§ **Instructions to follow**
In the lines from the one holding "Dear assistant, the user would like the eyebrow" through the one holding "[617,110,653,175]", inclusive, swap "bounding box" for "rectangle" and write out only those lines with nothing else changed. Leave the pictures out.

§ **Dataset extract**
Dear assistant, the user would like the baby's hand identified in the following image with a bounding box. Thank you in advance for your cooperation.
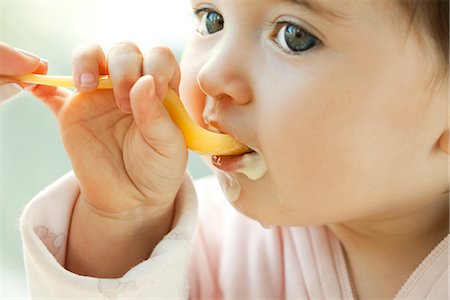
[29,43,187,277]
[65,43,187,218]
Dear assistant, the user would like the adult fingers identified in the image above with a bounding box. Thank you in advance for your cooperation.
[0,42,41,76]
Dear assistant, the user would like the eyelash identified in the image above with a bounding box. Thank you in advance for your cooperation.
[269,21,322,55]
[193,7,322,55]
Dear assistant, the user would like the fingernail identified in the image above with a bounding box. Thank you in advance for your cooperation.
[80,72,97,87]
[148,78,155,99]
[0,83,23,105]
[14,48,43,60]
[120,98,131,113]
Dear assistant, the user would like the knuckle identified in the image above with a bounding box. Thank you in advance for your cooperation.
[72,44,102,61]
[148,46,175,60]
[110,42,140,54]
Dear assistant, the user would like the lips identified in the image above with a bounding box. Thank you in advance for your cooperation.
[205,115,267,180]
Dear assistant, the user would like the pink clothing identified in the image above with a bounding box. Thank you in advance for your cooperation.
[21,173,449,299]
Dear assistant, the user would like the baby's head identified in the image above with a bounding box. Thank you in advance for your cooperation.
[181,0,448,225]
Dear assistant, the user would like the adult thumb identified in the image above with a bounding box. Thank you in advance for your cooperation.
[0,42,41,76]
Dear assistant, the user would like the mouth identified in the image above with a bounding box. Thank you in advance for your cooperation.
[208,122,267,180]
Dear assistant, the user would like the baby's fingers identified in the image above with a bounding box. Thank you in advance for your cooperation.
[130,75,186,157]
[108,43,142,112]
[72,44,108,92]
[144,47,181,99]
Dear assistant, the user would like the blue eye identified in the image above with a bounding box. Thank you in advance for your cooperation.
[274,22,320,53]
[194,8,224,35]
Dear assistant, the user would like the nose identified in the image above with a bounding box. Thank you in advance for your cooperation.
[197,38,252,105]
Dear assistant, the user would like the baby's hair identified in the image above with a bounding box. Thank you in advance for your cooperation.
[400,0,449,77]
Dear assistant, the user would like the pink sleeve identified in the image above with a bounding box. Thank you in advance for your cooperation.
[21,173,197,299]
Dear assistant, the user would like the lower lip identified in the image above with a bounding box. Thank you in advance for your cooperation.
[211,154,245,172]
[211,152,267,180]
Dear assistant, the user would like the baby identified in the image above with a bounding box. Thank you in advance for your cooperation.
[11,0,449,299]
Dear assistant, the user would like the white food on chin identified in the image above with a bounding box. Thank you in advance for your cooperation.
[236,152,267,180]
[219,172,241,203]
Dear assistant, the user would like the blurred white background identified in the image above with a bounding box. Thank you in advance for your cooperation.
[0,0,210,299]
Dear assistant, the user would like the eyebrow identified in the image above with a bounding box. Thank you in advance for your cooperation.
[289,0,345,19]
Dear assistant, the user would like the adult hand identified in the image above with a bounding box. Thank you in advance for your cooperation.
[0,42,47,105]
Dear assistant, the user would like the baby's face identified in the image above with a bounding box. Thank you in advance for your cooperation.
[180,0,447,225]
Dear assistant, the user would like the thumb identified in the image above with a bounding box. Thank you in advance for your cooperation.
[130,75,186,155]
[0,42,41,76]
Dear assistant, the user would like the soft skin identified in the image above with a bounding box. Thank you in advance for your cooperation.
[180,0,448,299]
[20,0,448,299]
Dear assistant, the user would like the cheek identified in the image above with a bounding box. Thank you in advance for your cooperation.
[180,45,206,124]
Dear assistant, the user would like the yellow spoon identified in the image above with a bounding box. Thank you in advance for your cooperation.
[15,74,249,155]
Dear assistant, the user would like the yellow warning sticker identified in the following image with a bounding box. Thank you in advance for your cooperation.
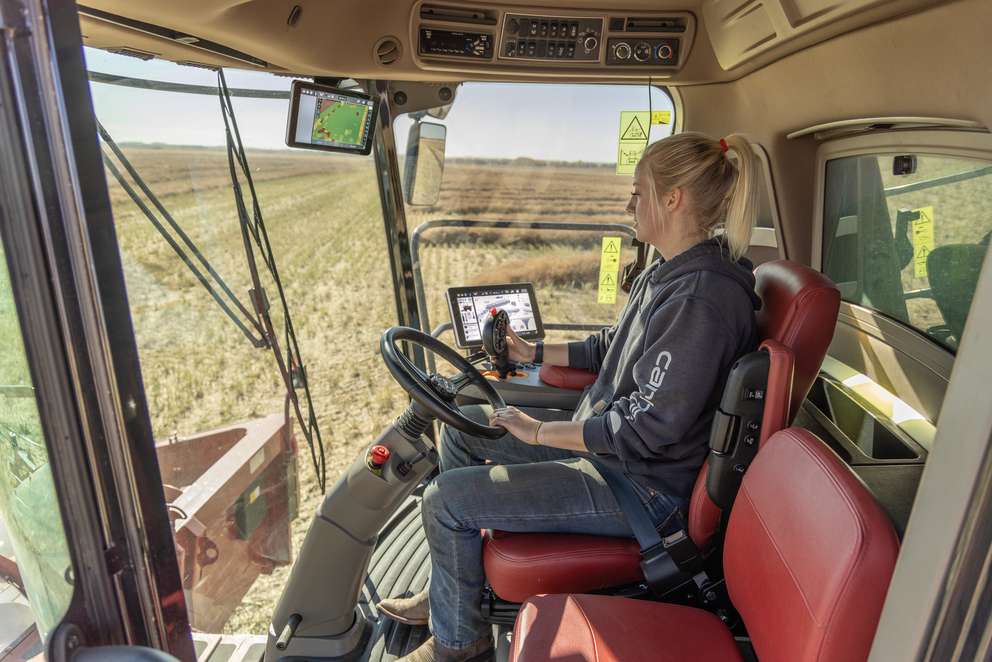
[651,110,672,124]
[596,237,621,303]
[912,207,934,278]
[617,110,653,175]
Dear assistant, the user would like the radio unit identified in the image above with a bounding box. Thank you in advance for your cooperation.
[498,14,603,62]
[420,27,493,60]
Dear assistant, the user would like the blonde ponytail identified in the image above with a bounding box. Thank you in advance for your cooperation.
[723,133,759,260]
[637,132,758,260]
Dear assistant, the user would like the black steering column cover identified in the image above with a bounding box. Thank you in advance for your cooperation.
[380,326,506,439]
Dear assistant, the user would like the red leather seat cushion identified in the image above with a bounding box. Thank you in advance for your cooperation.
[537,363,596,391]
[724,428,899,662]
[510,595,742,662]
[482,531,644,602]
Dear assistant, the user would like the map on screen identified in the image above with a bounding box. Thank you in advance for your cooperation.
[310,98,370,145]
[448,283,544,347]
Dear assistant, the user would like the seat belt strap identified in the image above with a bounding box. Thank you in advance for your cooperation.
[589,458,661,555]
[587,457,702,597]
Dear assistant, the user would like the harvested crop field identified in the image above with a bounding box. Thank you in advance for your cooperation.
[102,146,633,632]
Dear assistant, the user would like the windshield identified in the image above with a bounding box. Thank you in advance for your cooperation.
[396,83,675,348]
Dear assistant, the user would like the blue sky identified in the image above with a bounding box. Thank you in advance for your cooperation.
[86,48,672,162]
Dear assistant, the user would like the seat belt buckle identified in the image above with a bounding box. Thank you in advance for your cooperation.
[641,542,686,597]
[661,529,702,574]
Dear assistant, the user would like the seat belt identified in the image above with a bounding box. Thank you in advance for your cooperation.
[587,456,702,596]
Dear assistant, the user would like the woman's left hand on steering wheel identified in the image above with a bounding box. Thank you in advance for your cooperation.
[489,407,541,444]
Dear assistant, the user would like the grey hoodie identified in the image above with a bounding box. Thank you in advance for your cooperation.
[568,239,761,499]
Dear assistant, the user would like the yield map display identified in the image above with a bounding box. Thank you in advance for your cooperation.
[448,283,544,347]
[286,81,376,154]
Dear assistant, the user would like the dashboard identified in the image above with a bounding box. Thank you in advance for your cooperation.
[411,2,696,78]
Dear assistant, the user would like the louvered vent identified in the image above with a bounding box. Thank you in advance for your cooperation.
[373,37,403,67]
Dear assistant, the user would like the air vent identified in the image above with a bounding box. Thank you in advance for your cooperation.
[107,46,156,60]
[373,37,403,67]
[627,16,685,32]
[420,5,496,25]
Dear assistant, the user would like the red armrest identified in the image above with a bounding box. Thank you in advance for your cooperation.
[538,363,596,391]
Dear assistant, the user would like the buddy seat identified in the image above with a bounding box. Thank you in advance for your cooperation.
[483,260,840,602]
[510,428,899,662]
--
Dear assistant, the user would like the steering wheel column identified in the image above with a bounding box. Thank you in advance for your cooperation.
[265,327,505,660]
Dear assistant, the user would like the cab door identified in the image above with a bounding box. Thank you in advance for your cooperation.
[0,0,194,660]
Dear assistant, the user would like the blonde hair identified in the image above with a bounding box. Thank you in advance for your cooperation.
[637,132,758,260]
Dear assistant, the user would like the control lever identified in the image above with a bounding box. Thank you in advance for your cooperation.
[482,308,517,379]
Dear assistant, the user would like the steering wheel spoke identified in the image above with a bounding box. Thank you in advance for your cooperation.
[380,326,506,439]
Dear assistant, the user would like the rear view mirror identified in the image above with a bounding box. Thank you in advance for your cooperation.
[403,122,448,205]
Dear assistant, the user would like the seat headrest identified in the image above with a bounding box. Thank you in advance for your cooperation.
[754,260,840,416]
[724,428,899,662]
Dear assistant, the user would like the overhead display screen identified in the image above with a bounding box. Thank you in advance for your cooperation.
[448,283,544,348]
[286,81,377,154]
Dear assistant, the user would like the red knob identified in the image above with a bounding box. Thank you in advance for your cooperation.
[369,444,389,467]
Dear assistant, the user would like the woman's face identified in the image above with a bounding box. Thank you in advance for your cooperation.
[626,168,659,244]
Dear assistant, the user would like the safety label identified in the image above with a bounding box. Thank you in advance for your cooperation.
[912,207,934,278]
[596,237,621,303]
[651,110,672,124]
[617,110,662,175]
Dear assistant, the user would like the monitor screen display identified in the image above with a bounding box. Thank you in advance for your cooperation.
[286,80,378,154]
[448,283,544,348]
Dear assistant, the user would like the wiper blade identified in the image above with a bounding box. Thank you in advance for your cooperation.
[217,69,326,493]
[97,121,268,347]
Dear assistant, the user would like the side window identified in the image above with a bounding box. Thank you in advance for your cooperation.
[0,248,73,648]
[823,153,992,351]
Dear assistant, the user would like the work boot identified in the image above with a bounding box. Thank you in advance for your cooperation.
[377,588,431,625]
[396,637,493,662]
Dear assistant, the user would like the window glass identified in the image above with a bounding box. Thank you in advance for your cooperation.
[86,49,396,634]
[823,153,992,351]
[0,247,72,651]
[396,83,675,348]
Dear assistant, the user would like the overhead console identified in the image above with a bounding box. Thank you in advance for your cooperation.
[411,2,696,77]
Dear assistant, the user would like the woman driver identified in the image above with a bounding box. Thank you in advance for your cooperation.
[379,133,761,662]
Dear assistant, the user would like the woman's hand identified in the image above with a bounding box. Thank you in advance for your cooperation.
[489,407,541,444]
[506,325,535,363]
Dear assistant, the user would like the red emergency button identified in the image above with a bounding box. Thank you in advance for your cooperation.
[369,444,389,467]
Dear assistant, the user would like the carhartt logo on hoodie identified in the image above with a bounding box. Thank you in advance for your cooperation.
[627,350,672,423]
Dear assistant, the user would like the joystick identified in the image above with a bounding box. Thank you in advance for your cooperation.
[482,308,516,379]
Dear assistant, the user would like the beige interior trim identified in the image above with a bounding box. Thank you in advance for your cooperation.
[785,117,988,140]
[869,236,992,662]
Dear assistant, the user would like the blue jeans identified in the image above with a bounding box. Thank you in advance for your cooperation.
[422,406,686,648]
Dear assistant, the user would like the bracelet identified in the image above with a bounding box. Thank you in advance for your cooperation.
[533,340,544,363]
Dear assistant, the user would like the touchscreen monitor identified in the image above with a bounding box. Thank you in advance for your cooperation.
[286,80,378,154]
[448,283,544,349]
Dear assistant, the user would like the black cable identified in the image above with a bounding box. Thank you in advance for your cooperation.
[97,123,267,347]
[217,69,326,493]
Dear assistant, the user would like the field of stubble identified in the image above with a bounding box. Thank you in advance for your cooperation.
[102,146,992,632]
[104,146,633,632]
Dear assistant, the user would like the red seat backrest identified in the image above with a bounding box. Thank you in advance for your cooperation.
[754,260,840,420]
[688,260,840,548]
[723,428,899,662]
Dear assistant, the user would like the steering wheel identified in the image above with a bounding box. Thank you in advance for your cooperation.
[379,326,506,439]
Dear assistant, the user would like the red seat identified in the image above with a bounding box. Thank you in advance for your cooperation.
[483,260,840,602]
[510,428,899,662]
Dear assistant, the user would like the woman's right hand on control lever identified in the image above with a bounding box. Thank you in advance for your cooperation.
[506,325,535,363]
...
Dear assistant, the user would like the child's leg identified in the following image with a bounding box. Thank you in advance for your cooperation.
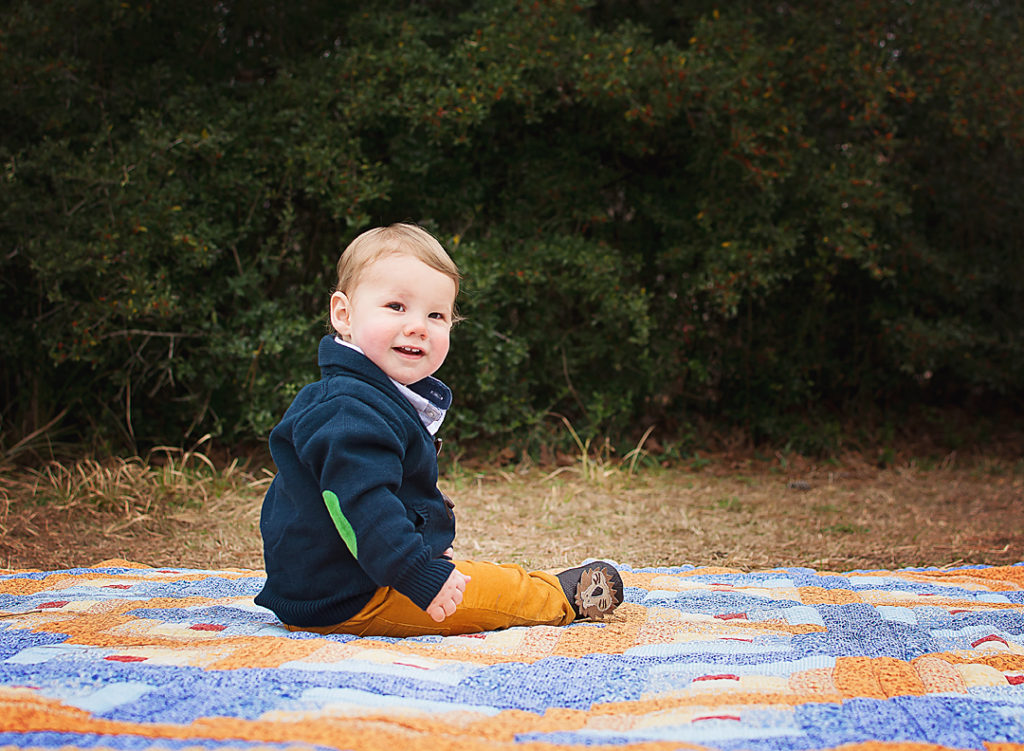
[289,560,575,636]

§ **Problem solution**
Dear assistant, the user would like the eyebrow identified in the image above with a rectangle. Thank you in advance for your cooperation.
[289,0,345,19]
Dear assistant, the user would like the adult hand identified in the image above with a rectangle. Thank you in advance for your cooperation.
[0,42,47,105]
Dear assistant, the user would like the baby's face identified in the image above with a rectangle. Thank you in advance for your cooperation.
[180,0,447,225]
Dear assistant, the user would like the thumb identified in the image above with a rectangle. Thank you in advance for your cooperation.
[130,75,186,155]
[0,42,41,76]
Dear assistant, the user would like the soft skin identified in the image above with a rectangle. Thank you in advance for your cooperation.
[180,0,448,299]
[20,0,448,299]
Dear assistant, the user would like the cheek identified in the image above with a rectangle. Thank you in advance for your cooperation.
[180,45,206,124]
Dear assistant, the user would like the yellow spoon identified in the image above with a rectangle. Thank you in advance for your cooperation.
[15,74,249,155]
Dear assistant, the user would like the yellow warning sticker identified in the following image with a rectangle. Thank you in advance for your cooperation.
[651,110,672,124]
[596,237,621,303]
[912,207,934,278]
[617,110,653,175]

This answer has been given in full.